Page extract:
- - -

We did not plan to emigrate to the Falklands. I was a GP in Ipswich, and loved it, but had very itchy feet. I don't think I ever really felt that it was the place for me to settle down for good. My wife Sarah and I spent five years fitting out a boat, and decided to take two or three years off and sail round the world before settling down in the UK. She was a hospice nurse at the time. Our plan was to stop and work along the way. I'd seen a job advertised for a medical officer in the Falklands. I contacted them and was told that if I turned up I would get an interview. We had a loose plan of arriving there, hopefully getting the job, working for a year or two and then sailing on round the world.
We left the UK in July 1996. Six weeks later, when we had got as far as the Azores, we discovered that Sarah was pregnant. It was great news, but somewhat unexpected. It meant we had a deadline to get to the Falklands because we didn't want the baby to come along at sea. We sailed to Madeira, the Canary Islands and Cape Verde, across to Brazil, and arrived in the Falklands in February 1997. John was born a few weeks later.
We thought the island was absolutely fantastic. Some people say it's bleak, but I think it's a very beautiful landscape - rocky moorland with lots of sunshine and wildlife. I loved the place.
I got the job and was given a two-year contract. The community - the civilian population is about 2,500 - was very accepting. They're used to people coming in from the outside and settling down. Our second son, Jim, was born in 1999. We bought a house in the same year and gradually got more and more settled. It's home now. Sarah works as a secretary and I've found the job fascinating. The medical officer not only does general practice, but looks after casualty and any medical in-patients - basically anyone who doesn't require an operation. I've also become a councillor.

- - -

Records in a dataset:
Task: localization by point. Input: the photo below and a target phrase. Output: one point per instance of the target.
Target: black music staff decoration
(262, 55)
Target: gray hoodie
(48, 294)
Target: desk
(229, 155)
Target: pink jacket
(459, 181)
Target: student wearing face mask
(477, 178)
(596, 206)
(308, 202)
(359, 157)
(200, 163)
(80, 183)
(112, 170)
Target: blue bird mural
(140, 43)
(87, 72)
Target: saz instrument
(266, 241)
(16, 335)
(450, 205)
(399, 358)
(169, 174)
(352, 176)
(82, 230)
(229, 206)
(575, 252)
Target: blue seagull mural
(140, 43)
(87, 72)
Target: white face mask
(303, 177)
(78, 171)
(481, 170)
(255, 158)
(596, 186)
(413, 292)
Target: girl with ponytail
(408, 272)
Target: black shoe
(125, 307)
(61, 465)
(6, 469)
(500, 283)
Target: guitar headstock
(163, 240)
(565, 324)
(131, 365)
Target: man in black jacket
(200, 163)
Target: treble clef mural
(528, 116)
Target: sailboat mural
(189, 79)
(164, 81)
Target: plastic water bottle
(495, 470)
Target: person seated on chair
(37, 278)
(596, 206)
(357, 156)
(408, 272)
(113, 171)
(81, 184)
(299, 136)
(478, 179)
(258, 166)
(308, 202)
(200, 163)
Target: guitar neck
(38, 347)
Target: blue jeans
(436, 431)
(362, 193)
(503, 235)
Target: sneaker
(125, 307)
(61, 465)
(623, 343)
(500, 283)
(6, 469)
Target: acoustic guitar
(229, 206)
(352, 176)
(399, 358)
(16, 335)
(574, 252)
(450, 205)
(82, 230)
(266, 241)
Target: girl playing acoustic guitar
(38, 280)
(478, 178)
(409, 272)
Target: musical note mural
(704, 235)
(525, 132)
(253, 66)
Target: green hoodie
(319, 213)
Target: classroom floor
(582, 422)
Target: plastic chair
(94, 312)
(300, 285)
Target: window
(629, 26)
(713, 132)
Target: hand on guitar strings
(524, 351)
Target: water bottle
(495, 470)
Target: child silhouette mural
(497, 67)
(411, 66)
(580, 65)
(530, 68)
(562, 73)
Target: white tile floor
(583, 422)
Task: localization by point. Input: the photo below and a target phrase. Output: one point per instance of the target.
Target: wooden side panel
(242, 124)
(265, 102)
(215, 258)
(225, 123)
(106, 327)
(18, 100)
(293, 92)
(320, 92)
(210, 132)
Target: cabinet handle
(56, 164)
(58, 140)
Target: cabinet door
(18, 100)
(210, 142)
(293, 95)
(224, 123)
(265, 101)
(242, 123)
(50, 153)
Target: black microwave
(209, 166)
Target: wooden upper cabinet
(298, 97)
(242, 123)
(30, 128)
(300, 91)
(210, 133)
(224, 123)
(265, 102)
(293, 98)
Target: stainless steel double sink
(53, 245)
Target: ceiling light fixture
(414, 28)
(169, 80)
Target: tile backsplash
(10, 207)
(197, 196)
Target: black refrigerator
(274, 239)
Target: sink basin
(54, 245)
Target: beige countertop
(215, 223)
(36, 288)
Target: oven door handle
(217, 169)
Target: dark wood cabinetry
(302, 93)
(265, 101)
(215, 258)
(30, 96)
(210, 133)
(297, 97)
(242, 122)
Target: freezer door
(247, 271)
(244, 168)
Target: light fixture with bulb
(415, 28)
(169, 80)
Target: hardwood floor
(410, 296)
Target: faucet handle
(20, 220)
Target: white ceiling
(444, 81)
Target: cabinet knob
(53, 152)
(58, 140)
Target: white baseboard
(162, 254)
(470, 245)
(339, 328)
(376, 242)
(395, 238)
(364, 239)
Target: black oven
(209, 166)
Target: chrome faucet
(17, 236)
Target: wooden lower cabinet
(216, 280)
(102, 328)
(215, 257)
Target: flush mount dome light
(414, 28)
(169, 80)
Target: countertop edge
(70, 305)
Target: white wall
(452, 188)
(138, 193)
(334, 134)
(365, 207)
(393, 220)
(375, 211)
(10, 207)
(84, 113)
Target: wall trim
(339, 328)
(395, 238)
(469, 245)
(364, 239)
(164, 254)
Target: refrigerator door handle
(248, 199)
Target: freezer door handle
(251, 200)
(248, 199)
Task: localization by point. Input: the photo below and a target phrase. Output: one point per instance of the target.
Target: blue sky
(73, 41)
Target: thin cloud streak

- - -

Task set:
1. Echo the Falklands account word for word, everything from "We left the" down to "few weeks later.".
2. Proceed with the account of settling in the Falklands, continuing on from its final sentence.

Answers below:
1.
We left the UK in July 1996. Six weeks later, when we had got as far as the Azores, we discovered that Sarah was pregnant. It was great news, but somewhat unexpected. It meant we had a deadline to get to the Falklands because we didn't want the baby to come along at sea. We sailed to Madeira, the Canary Islands and Cape Verde, across to Brazil, and arrived in the Falklands in February 1997. John was born a few weeks later.

2.
I like the traditional community spirit, and the fact that I know most of the people I see in the street. Very little serious crime takes place, and there is little of the sort of crime that reduces your quality of life in the UK. I can't lock my Land Rover because the lock doesn't work, which doesn't matter. We don't bother too much about locking the house either. There is virtually no drug-related crime and no muggings. People get into the odd fight in the pub, but it's people who know each other.
The weather is better than the UK press would have people believe. We get the same rainfall as East Anglia. Most days there will be a stiff breeze from the west. It never feels as warm as it does in the UK in the summer, although temperatures will get up into the twenties.
There's not the privacy that there is in a big city. People tend to know each other's business and there's quite a lot of gossip, which can be extremely hurtful.
I miss culture. There's no cinema, theatre - apart from amateur dramatics - or orchestra. There's a very good leisure centre, though. During the winter evenings we watch a bit of TV, and spend most of the summer evenings outside in the garden. We go walking and camping.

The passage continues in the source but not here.